1. Field of the Invention
The present invention relates generally to integrated circuits (IC) and more specifically to a method and apparatus for providing tolerance to indeterminate states that may occur at the scan outputs during scan tests of circuits.
2. Related Art
Test apparatus to run diagnostic and or/functional tests are frequently used to test electronic circuits (including circuit boards, etc.). In a common scenario, electronic circuits in integrated form (integrated circuits or ICs) may be subjected to various tests after fabrication to verify compliance with stated functionality and specifications. Thus, integrated circuits containing digital circuitry may be tested by inputting a sequence (or sequences) of digital bit patterns (test vectors) to various digital elements within the IC, and observing (and analyzing) the corresponding outputs.
Scan test techniques are often used to test ICs. When an IC is operated in a test mode, various sequential elements (such as flip-flops) in the IC are connected in a sequence (i.e., the output of one element is connected as an input to the next element) referred to as a “scan chain”. Many of such scan chains may be present and operated in parallel in the IC being tested.
In a typical scan test scenario, a number of bits in a particular pattern of zeros and ones (“scan vector”) are sequentially (one bit at every clock cycle) loaded (scanned-in) into a scan chain through the first element of the scan chain. Once the scan chains are loaded with the corresponding scan in vector, the functional circuit portions (generally the combinatorial logic) of the IC are evaluated based on the scanned-in bits. The flip-flops (contained in the scan cell) are designed to latch the results of the evaluation, and the bits latched in the scan chains are sequentially scanned out (scan-out) (one bit at every clock cycle) through the last scan cell in each of the scan chains.
In a combinational scan technique, only a single evaluation is performed in the evaluation phase, whereas in a sequential scan technique multiple evaluations may be performed in successive clock cycles (of a test cycle), before starting the scan out operation. The scan-in and scan-out operations are generally referred to as scan operations. In a sequential scan test (where sequential logic is tested) scan chains are generally subjected to one or more test cycles, with one test cycle being determined by one complete scan through the chain.
Signature analysis is often employed to analyze test outputs, particularly when a large number of scan chains are present in a circuit. In an example scenario, the scan chain outputs are compressed and provided to a signature generator (for example, a Multiple Input Signature Register (MISR)). The signature generator generates a test signature representative of the scan chain outputs collected over several test cycles, and provides the same to an external equipment (tester) which analyzes the signature to detect faults. By using such signature analysis techniques, a smaller amount of data can be conveniently examined to determine the presence of defects.
One problem with testing of digital logic in such environments is that some of the outputs may be in an indeterminate (unknown) state. Such indeterminate states may occur, for example, due to one or more uninitialized logic elements in the circuit (IC) that is being tested, or due to timing effects that may occur due to high speed testing.
Such indeterminate states (also called X states) may cause a signature generator (such as an MISR) to enter into an invalid state, consequently rendering the scan chain signature meaningless. One prior testing approach addresses such a problem (of indeterminate states) by not using a signature generator in the test path. However, such an approach denies the various benefits of signature analysis and may not be desirable in several environments.
Accordingly, what is needed is a method and apparatus that is tolerant to indeterminate states that may occur during circuit testing, while meeting one or more of the requirements noted above.
In the drawings, like reference numbers generally indicate identical, functionally similar, and/or structurally similar elements. The drawing in which an element first appears is indicated by the leftmost digit(s) in the corresponding reference number.

▶ **What you need to do**
1. According to the text on scan testing, why are indeterminate states a problem when a signature generator is used? Answer in one to three sentences.
2. Rewrite the part of the text on scan testing starting with "One problem with" and going on through "in several environments.", putting "unknown" in place of "indeterminate".
3. In the text on scan testing, what does MISR stand for?
The items that come next are separate from the text on scan testing.

▶ **Listed records**
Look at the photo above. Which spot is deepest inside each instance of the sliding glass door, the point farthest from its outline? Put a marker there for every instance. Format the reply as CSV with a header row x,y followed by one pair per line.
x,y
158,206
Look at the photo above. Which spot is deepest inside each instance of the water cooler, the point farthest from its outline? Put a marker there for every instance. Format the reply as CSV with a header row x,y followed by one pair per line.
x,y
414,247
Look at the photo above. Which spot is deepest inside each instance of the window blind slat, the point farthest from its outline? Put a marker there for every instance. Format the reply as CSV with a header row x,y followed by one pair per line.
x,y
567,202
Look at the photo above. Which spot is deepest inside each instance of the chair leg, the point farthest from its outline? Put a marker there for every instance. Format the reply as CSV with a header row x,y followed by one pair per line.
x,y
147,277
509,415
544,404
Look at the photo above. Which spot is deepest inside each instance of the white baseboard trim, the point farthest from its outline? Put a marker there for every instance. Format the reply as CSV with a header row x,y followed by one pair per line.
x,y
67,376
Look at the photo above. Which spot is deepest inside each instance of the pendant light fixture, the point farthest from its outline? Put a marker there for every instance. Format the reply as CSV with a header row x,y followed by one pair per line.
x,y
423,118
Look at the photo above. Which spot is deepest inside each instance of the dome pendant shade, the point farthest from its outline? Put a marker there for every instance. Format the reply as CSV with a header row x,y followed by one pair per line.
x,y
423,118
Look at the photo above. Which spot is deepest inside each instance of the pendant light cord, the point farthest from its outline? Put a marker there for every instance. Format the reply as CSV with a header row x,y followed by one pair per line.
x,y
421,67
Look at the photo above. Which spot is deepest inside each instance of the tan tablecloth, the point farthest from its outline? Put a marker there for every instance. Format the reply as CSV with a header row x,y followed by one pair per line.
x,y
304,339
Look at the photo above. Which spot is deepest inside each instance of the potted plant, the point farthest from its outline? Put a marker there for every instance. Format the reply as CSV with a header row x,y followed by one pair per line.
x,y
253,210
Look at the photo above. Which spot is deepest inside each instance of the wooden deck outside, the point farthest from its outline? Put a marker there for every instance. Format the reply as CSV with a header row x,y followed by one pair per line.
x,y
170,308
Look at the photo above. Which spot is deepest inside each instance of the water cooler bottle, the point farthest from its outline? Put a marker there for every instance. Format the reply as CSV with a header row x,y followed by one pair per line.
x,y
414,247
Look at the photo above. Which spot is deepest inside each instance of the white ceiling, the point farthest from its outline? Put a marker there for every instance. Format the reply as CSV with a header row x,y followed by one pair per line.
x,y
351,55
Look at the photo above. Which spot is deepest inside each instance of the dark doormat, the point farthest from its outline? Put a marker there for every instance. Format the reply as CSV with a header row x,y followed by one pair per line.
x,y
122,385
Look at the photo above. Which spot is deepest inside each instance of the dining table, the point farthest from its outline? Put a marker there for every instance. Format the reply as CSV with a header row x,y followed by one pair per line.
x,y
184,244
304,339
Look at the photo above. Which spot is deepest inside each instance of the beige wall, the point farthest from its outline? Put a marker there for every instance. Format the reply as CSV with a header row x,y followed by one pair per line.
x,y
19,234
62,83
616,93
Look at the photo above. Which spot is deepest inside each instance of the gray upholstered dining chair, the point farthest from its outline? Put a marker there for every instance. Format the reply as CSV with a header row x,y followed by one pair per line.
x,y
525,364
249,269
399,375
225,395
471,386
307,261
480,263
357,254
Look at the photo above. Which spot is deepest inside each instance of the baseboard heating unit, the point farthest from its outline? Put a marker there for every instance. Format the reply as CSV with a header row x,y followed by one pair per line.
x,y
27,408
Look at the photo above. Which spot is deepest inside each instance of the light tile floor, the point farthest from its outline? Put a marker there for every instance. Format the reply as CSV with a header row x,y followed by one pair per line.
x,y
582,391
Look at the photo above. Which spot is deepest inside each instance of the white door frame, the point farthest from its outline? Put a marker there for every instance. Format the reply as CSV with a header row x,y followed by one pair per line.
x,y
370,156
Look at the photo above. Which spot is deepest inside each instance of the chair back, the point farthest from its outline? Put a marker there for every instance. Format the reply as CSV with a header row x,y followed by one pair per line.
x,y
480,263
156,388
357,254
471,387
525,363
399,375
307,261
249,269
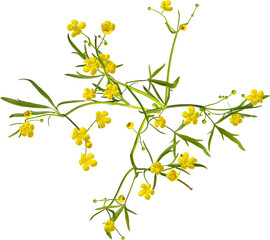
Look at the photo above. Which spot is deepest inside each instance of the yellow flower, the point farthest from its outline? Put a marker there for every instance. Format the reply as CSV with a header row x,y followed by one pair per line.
x,y
187,162
109,226
160,121
112,90
88,144
146,191
236,119
255,97
92,65
191,116
130,125
76,27
121,199
156,168
27,129
27,114
89,94
80,135
165,6
172,175
183,27
102,119
107,27
110,67
87,161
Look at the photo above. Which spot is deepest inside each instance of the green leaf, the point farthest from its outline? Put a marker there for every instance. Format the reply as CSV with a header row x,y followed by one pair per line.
x,y
81,76
146,117
40,90
76,49
132,211
157,71
166,84
210,138
166,151
193,141
199,165
127,218
157,93
95,215
23,103
13,133
73,101
229,135
109,234
148,152
155,181
118,213
32,112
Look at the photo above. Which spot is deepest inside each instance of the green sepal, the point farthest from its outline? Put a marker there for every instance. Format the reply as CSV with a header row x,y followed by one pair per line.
x,y
13,133
76,49
127,218
229,135
96,214
23,103
193,141
199,165
109,234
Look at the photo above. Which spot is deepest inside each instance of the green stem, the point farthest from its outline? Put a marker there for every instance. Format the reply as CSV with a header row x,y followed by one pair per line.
x,y
169,68
71,121
115,196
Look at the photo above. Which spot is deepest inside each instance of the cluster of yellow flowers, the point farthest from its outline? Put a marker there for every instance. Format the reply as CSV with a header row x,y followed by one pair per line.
x,y
255,97
112,90
187,162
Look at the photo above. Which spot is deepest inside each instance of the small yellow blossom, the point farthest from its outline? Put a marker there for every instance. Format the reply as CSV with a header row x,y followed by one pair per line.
x,y
76,27
109,226
110,67
130,125
183,27
191,116
156,168
88,144
112,90
80,135
92,65
187,162
107,27
102,119
121,199
27,114
87,161
236,119
172,175
146,191
255,97
160,122
27,129
89,94
165,6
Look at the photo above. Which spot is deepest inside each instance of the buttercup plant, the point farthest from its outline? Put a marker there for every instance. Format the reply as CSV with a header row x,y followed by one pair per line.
x,y
98,66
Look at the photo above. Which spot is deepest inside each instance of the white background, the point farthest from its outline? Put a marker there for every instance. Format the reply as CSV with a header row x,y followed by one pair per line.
x,y
44,192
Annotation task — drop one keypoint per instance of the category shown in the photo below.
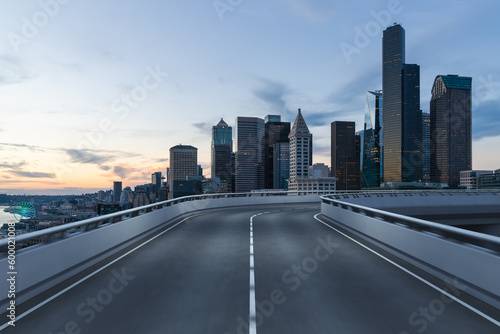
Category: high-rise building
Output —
(183, 163)
(221, 165)
(156, 182)
(402, 120)
(222, 147)
(371, 157)
(469, 179)
(345, 155)
(319, 170)
(300, 148)
(249, 154)
(301, 182)
(222, 134)
(426, 147)
(275, 131)
(117, 191)
(281, 165)
(451, 128)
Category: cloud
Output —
(316, 10)
(485, 120)
(33, 175)
(88, 157)
(33, 148)
(15, 70)
(204, 127)
(14, 165)
(272, 93)
(121, 171)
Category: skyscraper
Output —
(249, 154)
(156, 182)
(222, 134)
(221, 165)
(426, 147)
(345, 155)
(451, 128)
(371, 167)
(222, 143)
(402, 120)
(183, 163)
(300, 148)
(276, 131)
(117, 190)
(281, 165)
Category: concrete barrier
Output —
(476, 267)
(43, 266)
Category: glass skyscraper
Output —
(249, 154)
(451, 128)
(345, 155)
(222, 147)
(371, 159)
(276, 131)
(281, 165)
(402, 121)
(426, 147)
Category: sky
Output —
(93, 92)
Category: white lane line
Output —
(253, 312)
(36, 307)
(472, 308)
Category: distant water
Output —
(6, 217)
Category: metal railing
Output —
(439, 230)
(61, 231)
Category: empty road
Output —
(251, 270)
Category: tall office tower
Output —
(183, 163)
(276, 131)
(249, 154)
(281, 165)
(426, 147)
(402, 120)
(345, 155)
(117, 191)
(221, 155)
(233, 172)
(222, 147)
(156, 182)
(451, 128)
(371, 158)
(300, 149)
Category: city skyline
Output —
(68, 127)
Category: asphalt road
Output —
(194, 278)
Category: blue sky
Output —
(96, 91)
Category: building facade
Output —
(275, 131)
(249, 169)
(183, 163)
(222, 166)
(402, 119)
(345, 155)
(281, 165)
(371, 157)
(451, 128)
(426, 147)
(469, 179)
(117, 191)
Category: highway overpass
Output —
(270, 264)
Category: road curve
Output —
(194, 278)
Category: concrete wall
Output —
(477, 268)
(468, 209)
(43, 266)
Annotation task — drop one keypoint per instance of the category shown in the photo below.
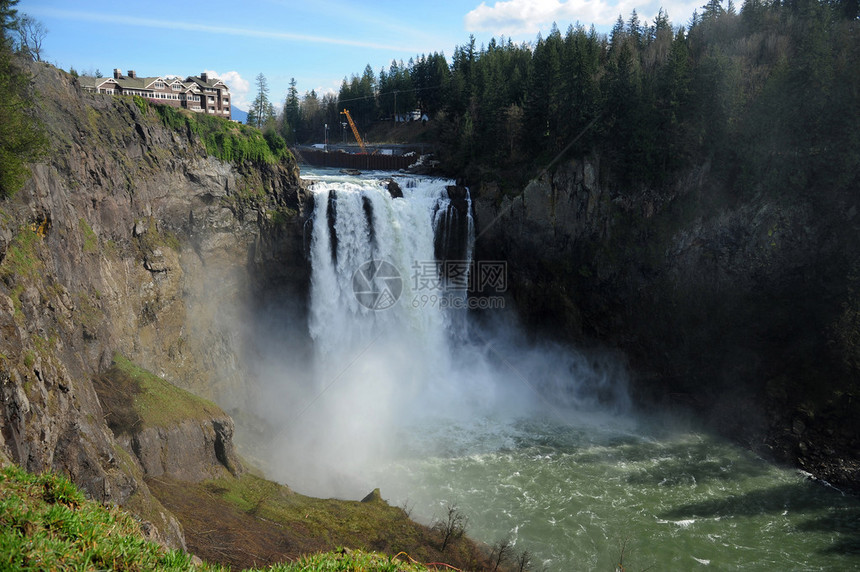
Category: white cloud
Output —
(208, 29)
(528, 17)
(240, 88)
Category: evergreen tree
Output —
(291, 119)
(261, 111)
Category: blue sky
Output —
(318, 42)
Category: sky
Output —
(317, 42)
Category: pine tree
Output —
(292, 113)
(260, 112)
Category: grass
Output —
(347, 560)
(134, 398)
(249, 521)
(226, 140)
(46, 523)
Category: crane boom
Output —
(354, 130)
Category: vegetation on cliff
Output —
(22, 138)
(224, 139)
(46, 523)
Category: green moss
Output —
(153, 238)
(134, 397)
(226, 140)
(91, 240)
(22, 258)
(282, 215)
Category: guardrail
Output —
(319, 158)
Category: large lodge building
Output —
(201, 93)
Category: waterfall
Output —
(372, 258)
(394, 357)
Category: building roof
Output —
(192, 83)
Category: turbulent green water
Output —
(573, 493)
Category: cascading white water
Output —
(533, 441)
(372, 227)
(394, 356)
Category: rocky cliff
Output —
(131, 241)
(742, 306)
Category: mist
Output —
(385, 366)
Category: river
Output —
(535, 443)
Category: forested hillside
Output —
(767, 92)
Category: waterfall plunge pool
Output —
(534, 443)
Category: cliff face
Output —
(130, 240)
(743, 308)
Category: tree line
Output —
(769, 91)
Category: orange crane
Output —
(354, 130)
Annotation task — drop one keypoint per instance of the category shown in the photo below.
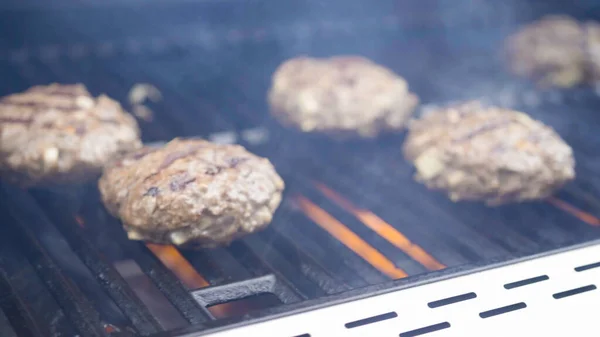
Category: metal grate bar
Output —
(162, 277)
(169, 285)
(16, 311)
(30, 292)
(76, 306)
(107, 276)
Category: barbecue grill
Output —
(357, 247)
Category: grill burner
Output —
(352, 217)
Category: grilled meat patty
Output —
(343, 95)
(191, 193)
(491, 154)
(60, 134)
(557, 51)
(550, 50)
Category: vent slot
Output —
(426, 330)
(452, 300)
(372, 319)
(574, 291)
(526, 282)
(587, 267)
(503, 310)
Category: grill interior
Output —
(352, 219)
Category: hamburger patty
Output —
(491, 154)
(58, 134)
(191, 193)
(343, 95)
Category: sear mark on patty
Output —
(16, 120)
(7, 103)
(180, 182)
(491, 126)
(173, 157)
(152, 192)
(235, 161)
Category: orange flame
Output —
(384, 229)
(349, 238)
(173, 260)
(574, 211)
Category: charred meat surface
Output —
(343, 96)
(550, 51)
(491, 154)
(60, 134)
(191, 193)
(556, 51)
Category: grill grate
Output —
(59, 249)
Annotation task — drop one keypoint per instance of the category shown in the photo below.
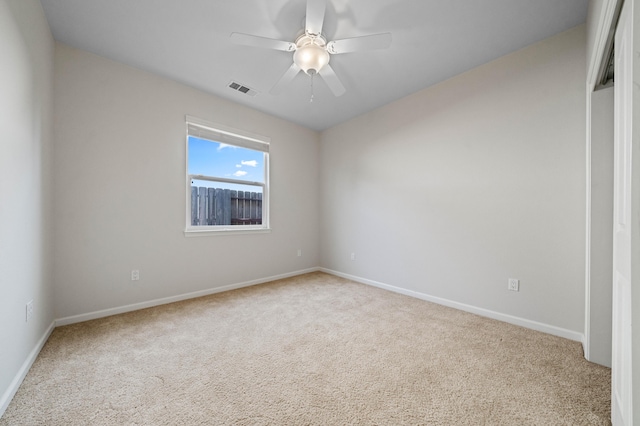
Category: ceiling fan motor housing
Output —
(311, 53)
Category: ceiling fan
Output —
(311, 51)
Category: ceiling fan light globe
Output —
(311, 58)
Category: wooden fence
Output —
(216, 206)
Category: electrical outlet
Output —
(29, 310)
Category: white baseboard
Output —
(534, 325)
(22, 373)
(148, 304)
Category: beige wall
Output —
(120, 190)
(26, 100)
(451, 191)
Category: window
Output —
(227, 179)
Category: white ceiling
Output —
(188, 41)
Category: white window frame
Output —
(219, 133)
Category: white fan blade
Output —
(286, 78)
(315, 16)
(370, 42)
(257, 41)
(329, 76)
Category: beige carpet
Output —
(310, 350)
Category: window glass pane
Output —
(219, 203)
(217, 159)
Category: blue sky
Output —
(221, 160)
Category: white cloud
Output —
(224, 145)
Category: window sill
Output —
(195, 232)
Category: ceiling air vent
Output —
(243, 89)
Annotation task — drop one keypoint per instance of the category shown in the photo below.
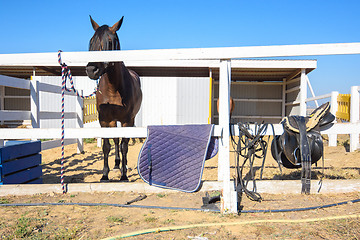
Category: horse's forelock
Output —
(104, 39)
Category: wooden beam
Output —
(81, 58)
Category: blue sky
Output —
(47, 26)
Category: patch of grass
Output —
(215, 193)
(168, 221)
(150, 219)
(115, 219)
(89, 140)
(4, 201)
(160, 195)
(23, 228)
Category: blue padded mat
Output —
(174, 156)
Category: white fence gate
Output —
(224, 55)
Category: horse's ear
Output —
(94, 24)
(117, 25)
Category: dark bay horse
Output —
(119, 95)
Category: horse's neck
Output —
(118, 78)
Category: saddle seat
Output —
(301, 144)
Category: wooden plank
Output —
(35, 181)
(23, 176)
(11, 115)
(19, 164)
(90, 118)
(17, 149)
(82, 58)
(56, 143)
(14, 82)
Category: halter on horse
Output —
(119, 95)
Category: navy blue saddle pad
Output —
(174, 156)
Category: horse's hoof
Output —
(124, 179)
(104, 179)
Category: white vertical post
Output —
(80, 121)
(283, 103)
(354, 116)
(311, 90)
(34, 102)
(303, 93)
(333, 110)
(229, 198)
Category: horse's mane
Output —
(104, 40)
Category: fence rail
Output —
(89, 110)
(343, 111)
(35, 114)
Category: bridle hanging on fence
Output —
(250, 145)
(66, 73)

▶ **Your written answers**
1. Indeterminate (X) states may cause a signature generator such as an MISR to go into an invalid state. That makes the scan chain signature meaningless.

2.
One problem with testing of digital logic in such environments is that some of the outputs may be in an unknown (unknown) state. Such unknown states may occur, for example, due to one or more uninitialized logic elements in the circuit (IC) that is being tested, or due to timing effects that may occur due to high speed testing.
Such unknown states (also called X states) may cause a signature generator (such as an MISR) to enter into an invalid state, consequently rendering the scan chain signature meaningless. One prior testing approach addresses such a problem (of unknown states) by not using a signature generator in the test path. However, such an approach denies the various benefits of signature analysis and may not be desirable in several environments.

3. Multiple Input Signature Register.